━━━━━ TASK DATA ━━━━━

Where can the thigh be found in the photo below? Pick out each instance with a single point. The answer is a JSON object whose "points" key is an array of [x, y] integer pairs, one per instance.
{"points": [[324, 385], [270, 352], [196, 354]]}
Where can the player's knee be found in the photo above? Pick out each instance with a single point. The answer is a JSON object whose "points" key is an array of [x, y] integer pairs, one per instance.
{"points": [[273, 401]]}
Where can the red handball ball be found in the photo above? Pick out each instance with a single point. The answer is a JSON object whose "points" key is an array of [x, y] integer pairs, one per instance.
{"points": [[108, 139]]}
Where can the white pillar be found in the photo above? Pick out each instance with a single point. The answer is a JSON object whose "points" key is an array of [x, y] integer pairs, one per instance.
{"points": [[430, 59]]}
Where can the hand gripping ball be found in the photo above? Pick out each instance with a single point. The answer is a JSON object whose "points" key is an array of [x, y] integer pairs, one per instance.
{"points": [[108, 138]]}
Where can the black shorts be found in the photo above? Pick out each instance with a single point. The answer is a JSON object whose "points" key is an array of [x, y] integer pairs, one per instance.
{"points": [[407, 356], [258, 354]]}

━━━━━

OBJECTIVE:
Reproduce all of the entries above word for word, keeping them in their original order.

THE RESPONSE:
Where can the thigh be found in the photo below? Pick out each instance with a single point. The answer is a JSON object whose "points" key is an array of [x, y] integer pairs, one per instance.
{"points": [[324, 385], [270, 352], [196, 354]]}
Where can the player's knee be found in the photo above? Pick out each instance with a single point. The answer is a JSON object whose "points" key is an array of [x, y] integer pairs, one per instance.
{"points": [[273, 401]]}
Where can the red handball ball be found in the photo above? Pick out each instance with a single point. The answer is a JSON object whose "points" key is an array of [x, y] integer pairs, one per instance.
{"points": [[108, 139]]}
Where can the white pillar be found in the photo above? Pick out each instance with a single point. The answer is a JSON object whose "points" key is an array of [x, y] integer pairs, one per instance.
{"points": [[430, 59]]}
Where can the hand gripping ball be found in the photo above? Pick out each instance with a single point. The answer is a JSON object whose "points" key is an array of [x, y] integer pairs, one per instance.
{"points": [[108, 138]]}
Where can the black shorts be found in the photo above? Pick out each instance with a single point. The answer is a JSON object whose "points" key is an array of [x, y] integer pairs, one per instance.
{"points": [[407, 356], [258, 354]]}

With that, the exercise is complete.